**READING TEXT:**
# # # # #

By | Published on Friday 11 August 2023

A Californian judge looks increasingly likely to deny attempts by Live Nation and Ticketmaster to force a lawsuit accusing the live giant and its ticketing business of anti-competitive practices to arbitration. That’s because of a decision by Ticketmaster to change its chosen arbitrator, with attempts to justify that change on cost efficiency grounds failing to convince the judge.

Over the years Ticketmaster has managed to force various legal disputes with customers to arbitration – rather than having those disputes being fought out in public in a court of law – because the ticketing firm’s terms and conditions have an arbitration provision in them.

Attempts by customers to argue that no one reads those terms and conditions and therefore the arbitration provision should not be enforced have generally been unsuccessful.

However, Ticketmaster then switched its chosen arbitrator from a company called JAMS to a company called New Era. It argues that the latter company is better equipped to deal with complaints where there are lots of concurrent complainants, which is common in the ticketing market.

But some of those complainants have claimed that New Era is biased in favour of the ticketing firm, and that the processes employed by the company – and which complainants are forced to navigate – are “non-traditional” and “Kafkaesque”.

This has all become a big talking point in a lawsuit filed by some Ticketmaster customers that accuses Live Nation and its ticketing businesses of anti-competitive conduct. Of course, plenty of people have made similar allegations over the years, ever since Live Nation and Ticketmaster merged back in 2010.

# # # # #

**DATASET ENTRIES:**
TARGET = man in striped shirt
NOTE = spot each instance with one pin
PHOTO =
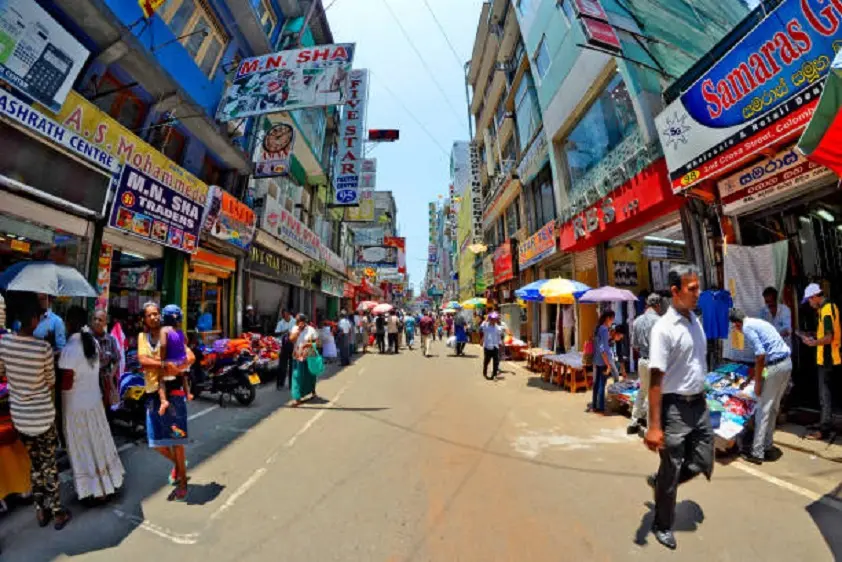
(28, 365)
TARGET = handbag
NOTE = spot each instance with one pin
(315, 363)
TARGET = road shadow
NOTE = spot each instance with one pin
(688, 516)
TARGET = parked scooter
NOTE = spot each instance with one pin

# # # # #

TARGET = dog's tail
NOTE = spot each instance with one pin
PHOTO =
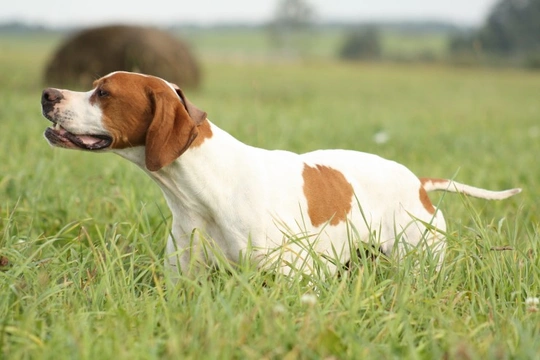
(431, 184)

# # # # #

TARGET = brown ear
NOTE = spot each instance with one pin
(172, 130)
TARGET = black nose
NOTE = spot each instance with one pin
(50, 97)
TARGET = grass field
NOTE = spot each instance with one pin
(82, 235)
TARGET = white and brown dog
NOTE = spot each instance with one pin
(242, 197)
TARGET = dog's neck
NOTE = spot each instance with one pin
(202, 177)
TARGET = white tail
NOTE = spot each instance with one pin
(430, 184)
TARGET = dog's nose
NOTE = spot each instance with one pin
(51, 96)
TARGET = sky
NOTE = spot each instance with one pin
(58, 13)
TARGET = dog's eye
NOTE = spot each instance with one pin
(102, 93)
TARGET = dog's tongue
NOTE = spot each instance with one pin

# # # # #

**WORK REQUIRED:** Name every company that the article on Ticketmaster's arbitration dispute mentions by name. The records aren't needed for anything here.

**ANSWER BELOW:** Live Nation, Ticketmaster, JAMS, New Era